[Exercise details]
State how many lines in the rows below contain the string "Target". Reply with the number alone.

--- Start Stored records ---

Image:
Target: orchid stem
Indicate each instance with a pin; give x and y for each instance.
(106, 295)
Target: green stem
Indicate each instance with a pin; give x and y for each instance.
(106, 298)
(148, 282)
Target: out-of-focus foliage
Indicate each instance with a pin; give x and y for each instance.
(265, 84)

--- End Stored records ---
--- Start Stored records ---

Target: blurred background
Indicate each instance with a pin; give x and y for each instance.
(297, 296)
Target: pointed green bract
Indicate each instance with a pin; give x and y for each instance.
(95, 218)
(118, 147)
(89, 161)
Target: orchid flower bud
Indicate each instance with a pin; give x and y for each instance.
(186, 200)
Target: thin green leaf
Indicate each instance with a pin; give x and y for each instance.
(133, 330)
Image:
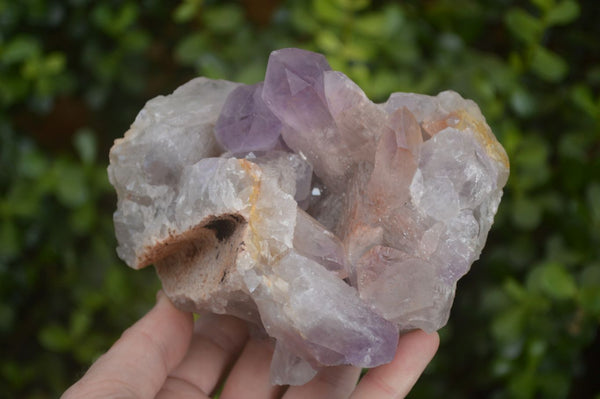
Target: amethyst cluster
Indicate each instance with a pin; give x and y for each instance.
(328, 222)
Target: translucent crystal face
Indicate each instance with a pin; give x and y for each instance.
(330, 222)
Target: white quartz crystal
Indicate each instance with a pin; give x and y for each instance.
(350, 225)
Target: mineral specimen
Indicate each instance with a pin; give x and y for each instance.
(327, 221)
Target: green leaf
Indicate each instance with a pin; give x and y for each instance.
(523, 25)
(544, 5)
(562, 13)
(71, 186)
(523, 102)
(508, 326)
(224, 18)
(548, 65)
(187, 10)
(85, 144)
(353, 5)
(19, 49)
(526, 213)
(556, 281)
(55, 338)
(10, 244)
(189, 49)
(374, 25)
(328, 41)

--- End Stored records ---

[Written reply]
12